What you need to do — A faithful transcription of all the records is required.

Referring expression data
########################################
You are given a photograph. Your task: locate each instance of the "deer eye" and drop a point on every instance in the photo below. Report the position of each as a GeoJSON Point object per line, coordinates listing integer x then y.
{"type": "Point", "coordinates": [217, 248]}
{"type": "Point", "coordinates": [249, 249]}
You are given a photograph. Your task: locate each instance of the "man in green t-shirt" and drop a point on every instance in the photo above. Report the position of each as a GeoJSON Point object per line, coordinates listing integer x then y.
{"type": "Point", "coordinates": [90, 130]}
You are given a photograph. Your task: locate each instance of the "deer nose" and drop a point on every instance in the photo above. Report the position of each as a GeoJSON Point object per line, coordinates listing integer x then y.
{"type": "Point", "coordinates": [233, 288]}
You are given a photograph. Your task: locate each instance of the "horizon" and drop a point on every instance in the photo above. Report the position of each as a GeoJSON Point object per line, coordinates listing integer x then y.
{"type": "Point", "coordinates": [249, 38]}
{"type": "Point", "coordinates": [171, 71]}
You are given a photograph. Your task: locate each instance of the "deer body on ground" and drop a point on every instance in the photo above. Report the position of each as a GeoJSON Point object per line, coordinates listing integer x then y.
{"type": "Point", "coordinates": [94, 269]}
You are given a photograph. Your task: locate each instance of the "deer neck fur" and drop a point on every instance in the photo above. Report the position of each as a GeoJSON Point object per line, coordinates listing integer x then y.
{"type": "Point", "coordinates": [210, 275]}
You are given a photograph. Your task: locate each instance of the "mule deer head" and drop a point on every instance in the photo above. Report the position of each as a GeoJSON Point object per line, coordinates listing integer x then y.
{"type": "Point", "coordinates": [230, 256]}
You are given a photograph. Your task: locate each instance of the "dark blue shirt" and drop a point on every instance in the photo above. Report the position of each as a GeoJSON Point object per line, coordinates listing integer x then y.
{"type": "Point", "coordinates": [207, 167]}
########################################
Answer section —
You are given a photograph. Your task: locate each instance of the "deer eye" and drop a point on every instance in the photo below. Report the position of each as a GeoJSON Point object per line, coordinates listing integer x then y.
{"type": "Point", "coordinates": [217, 248]}
{"type": "Point", "coordinates": [249, 249]}
You are given a photograph. Your task: locate each instance of the "man in green t-shirt" and drop a point on every instance in the photo above. Report the position of each as a GeoJSON Point object per line, coordinates listing integer x then y.
{"type": "Point", "coordinates": [90, 130]}
You are given a photograph. Your task: locate each instance of the "deer nose" and drop a point on every instance in the photo above. Report the position of each as a GeoJSON Point object per line, coordinates listing integer x then y.
{"type": "Point", "coordinates": [233, 288]}
You are given a photograph. Your task: locate each instance of the "horizon" and drop a point on every instance in the photo above. Report the position of each as a GeoJSON Point object per line, coordinates listing integer x then y.
{"type": "Point", "coordinates": [249, 38]}
{"type": "Point", "coordinates": [171, 71]}
You are given a photograph. Your task: locate each instance of the "deer body on ground" and drop a point on every instance in the photo above. Report the position of each as a GeoJSON Point object per line, coordinates listing integer x then y.
{"type": "Point", "coordinates": [94, 269]}
You are given a photograph. Your task: locate each instance of the "deer neck fur" and drop a point on every instance in the photo above. Report the position of each as a GeoJSON Point object per line, coordinates listing integer x then y.
{"type": "Point", "coordinates": [210, 275]}
You are given a photograph. Your task: locate each instance of the "mule deer head" and drop a point on every instance in the photo above. Report the position of each as a GeoJSON Point object per line, coordinates listing integer x then y.
{"type": "Point", "coordinates": [230, 256]}
You are given a photograph. Your task: locate each instance of the "dark blue shirt" and drop a point on every instance in the photo above. Report the position of each as a GeoJSON Point object per line, coordinates listing integer x then y.
{"type": "Point", "coordinates": [207, 167]}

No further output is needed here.